All of the data that follows is to be written out exactly, with images excluded.

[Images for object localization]
------------------------------------------------------------------------

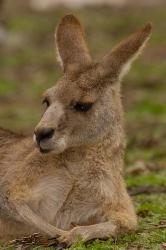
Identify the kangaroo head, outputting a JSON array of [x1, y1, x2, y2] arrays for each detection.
[[34, 15, 152, 154]]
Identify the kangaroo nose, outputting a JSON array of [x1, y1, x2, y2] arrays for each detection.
[[35, 128, 55, 145]]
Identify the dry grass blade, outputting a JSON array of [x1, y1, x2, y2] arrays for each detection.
[[7, 233, 60, 249], [7, 233, 51, 249]]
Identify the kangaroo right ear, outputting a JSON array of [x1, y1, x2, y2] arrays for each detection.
[[55, 14, 92, 73], [97, 23, 152, 81]]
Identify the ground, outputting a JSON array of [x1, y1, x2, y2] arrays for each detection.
[[0, 1, 166, 249]]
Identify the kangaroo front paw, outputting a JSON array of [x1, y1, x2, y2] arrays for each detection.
[[55, 221, 118, 248], [56, 226, 96, 248]]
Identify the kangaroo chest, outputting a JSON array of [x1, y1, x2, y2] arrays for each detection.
[[29, 162, 114, 230]]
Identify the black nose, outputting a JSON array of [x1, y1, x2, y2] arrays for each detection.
[[35, 128, 55, 145]]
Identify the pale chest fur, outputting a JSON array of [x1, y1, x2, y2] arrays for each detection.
[[26, 158, 117, 231]]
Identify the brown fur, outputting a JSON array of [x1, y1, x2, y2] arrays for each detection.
[[0, 15, 152, 246]]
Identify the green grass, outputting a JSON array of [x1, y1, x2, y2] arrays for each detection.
[[0, 2, 166, 249]]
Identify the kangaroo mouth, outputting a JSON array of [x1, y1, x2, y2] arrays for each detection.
[[39, 146, 52, 154], [38, 139, 54, 153], [33, 134, 67, 154], [33, 134, 54, 154]]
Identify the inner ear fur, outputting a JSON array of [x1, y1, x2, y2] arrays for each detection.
[[97, 23, 152, 80], [56, 14, 92, 73]]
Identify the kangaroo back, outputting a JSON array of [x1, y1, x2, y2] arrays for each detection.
[[0, 128, 23, 148]]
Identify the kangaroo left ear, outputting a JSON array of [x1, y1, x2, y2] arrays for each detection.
[[55, 14, 92, 73], [97, 23, 152, 81]]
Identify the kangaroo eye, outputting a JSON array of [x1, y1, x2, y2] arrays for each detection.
[[42, 98, 50, 109], [74, 102, 93, 112]]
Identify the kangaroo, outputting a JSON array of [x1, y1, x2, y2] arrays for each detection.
[[0, 15, 152, 248]]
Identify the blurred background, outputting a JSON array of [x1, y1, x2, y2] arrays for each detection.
[[0, 0, 165, 168]]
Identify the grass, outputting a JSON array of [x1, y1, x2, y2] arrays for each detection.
[[0, 1, 166, 249]]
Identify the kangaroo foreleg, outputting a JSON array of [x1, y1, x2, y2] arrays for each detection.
[[15, 203, 66, 238], [56, 211, 137, 248], [0, 194, 67, 241]]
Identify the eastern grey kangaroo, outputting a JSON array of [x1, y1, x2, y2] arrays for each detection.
[[0, 14, 152, 247]]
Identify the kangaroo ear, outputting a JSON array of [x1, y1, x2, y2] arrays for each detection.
[[55, 14, 92, 73], [97, 23, 152, 81]]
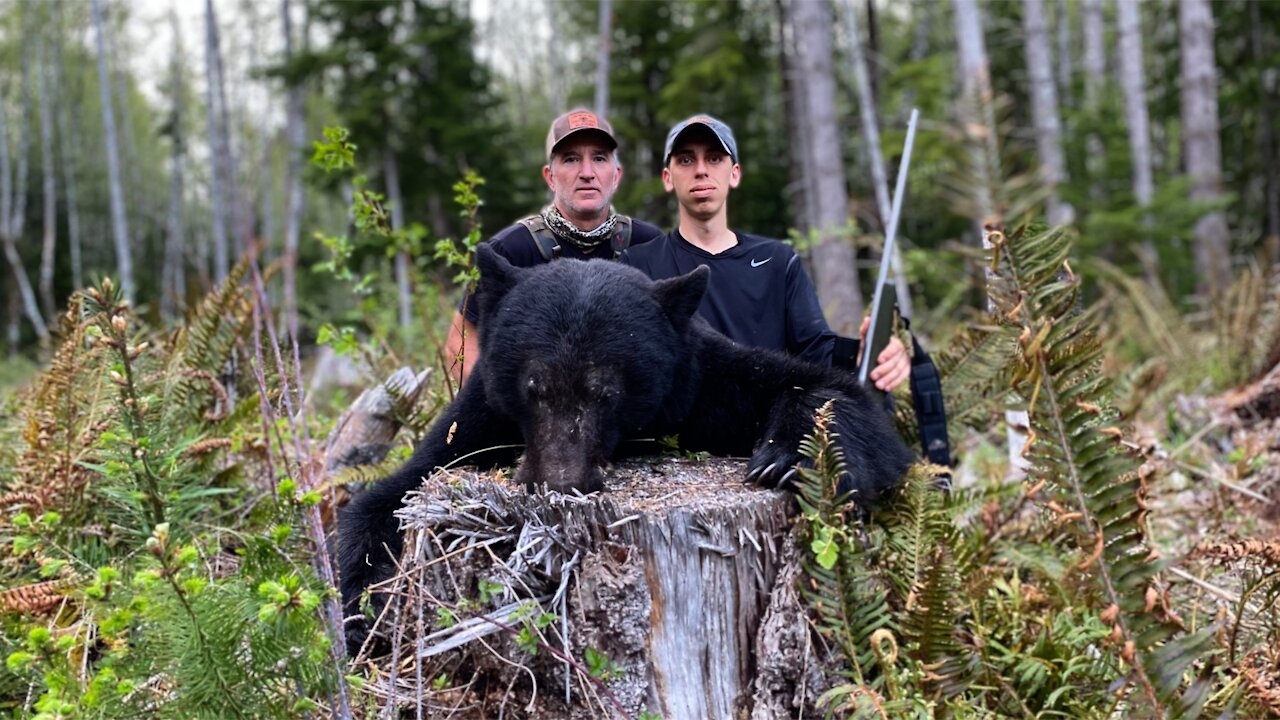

------------------------------------------------------------------------

Written answer
Identify the kangaroo head, outputting a JSON array of [x1, y1, x2, y2] arrays for each detection.
[[34, 15, 152, 154]]
Identify the kangaroo nose, outputting a JSON array of [x1, y1, x2, y2] arrays for each detection.
[[35, 128, 55, 145]]
Identify the dry grass blade, outputting a JSON array of [x1, y1, x2, y2] arrays for each detection.
[[7, 233, 60, 249], [7, 233, 51, 249]]
Identify the kangaroo right ear, outputting a JSON array of [x1, y1, x2, y2] arrays for each detection.
[[55, 14, 92, 73], [97, 23, 152, 81]]
Identify the ground, outputting a JSON array of [x1, y1, x2, y2] arrays for each detection.
[[0, 1, 166, 249]]
Identify the kangaroo front paw, outputting a JSON array of [x1, y1, x2, y2] arrays for each detection.
[[55, 221, 118, 248], [56, 226, 96, 248]]
Identify the kangaroo chest, outputting a JSON array of [x1, y1, x2, y2] arrays for each detection.
[[29, 162, 114, 230]]
Identify the black nose, outputting a JSON array of [x1, y1, x2, y2] arrays for each detection.
[[35, 128, 55, 145]]
Identify the pale chest fur, outputting a JSON array of [x1, y1, x2, y2] arrays for each detection.
[[26, 158, 117, 231]]
Identify the brown fur, outputting a JSON array of [x1, y1, x2, y2] arrays for each detection.
[[0, 15, 152, 246]]
Identify the green grass, outputting a JSON array of [x1, y1, x2, y2] arrays for each detection.
[[0, 2, 166, 249]]
Identify the kangaroo mouth, outputting a JSON array of [x1, y1, x2, y2] arrays for each detection.
[[39, 146, 52, 154], [38, 139, 54, 153], [33, 134, 67, 154], [33, 134, 54, 154]]
Identify the inner ear fur, outputting a JSON array of [x1, y1, x2, y2] arrays for each detection.
[[97, 23, 152, 80], [56, 14, 92, 73]]
Identify the kangaroo back, outputting a JSON array of [x1, y1, x2, y2] arrays for each detection.
[[0, 128, 23, 148]]
Identify the kangaroo left ear, outputting a JSON array of [x1, y1, x2, y2] arrays for each detection.
[[55, 14, 92, 73], [97, 23, 152, 81]]
Identify the kangaroo eye, outputting a JSON array of [x1, y1, x2, y2] arrays for each detection.
[[42, 98, 50, 109], [74, 102, 93, 112]]
Identify the kangaroo, outputting a JSON array of [x1, y1, x2, y2] arrays for each detection.
[[0, 15, 152, 248]]
Identify the blurred background, outputting a JSON array of [x1, y1, x2, y2] arrays for each detection.
[[0, 0, 165, 168]]
Identify the grass, outputting a JSON array of [x1, y1, x2, y2] arrays for each detection.
[[0, 1, 166, 249]]
Identify the kangaroo foreleg, outputting a JSON array of [x1, y1, x2, y2] arrays for each detection.
[[15, 203, 66, 238], [56, 211, 137, 248], [0, 194, 67, 241]]
Identify the eastern grey kangaroo, outputting a JSON array of [x1, y1, x2, y2] arrays for each detection.
[[0, 14, 152, 247]]
Identify the kangaroo ear, outputting a JSON array of [x1, y1, x2, y2] arrays for each detection.
[[55, 14, 92, 73], [97, 23, 152, 81]]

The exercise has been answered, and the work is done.